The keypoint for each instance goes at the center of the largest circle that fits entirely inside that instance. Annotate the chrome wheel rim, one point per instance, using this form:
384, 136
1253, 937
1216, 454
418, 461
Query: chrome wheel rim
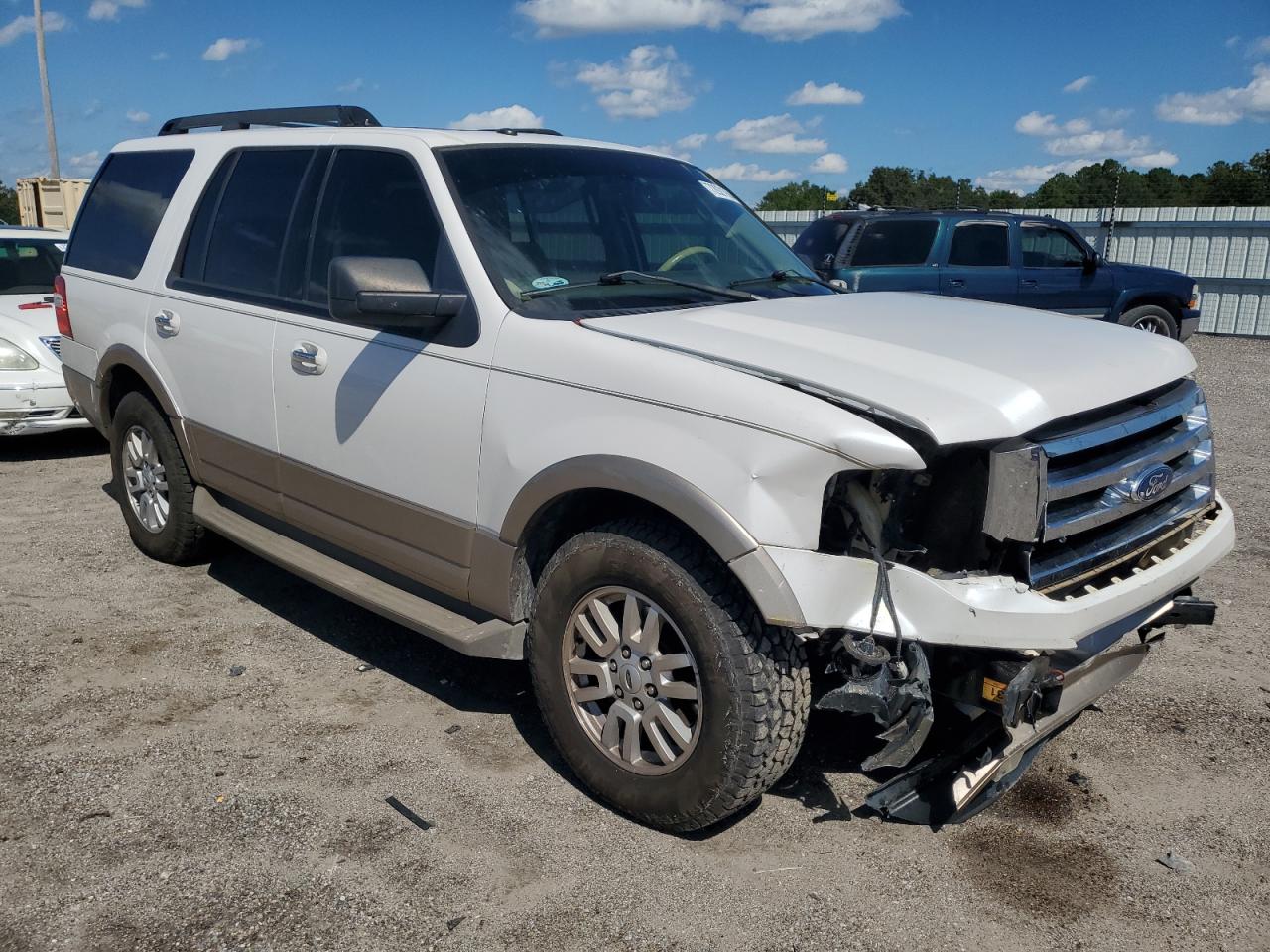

• _DIRECTIONS_
Please give all of the material again, exactly, without the images.

• _YOUR RESPONSE_
The keypoint for each instance goes at the center of the largest circle that fits entirely inside that instance. Annotate the chrome wheel rim, one point per instance, using this form:
384, 136
1253, 937
1216, 454
418, 461
Query: chrome wheel rim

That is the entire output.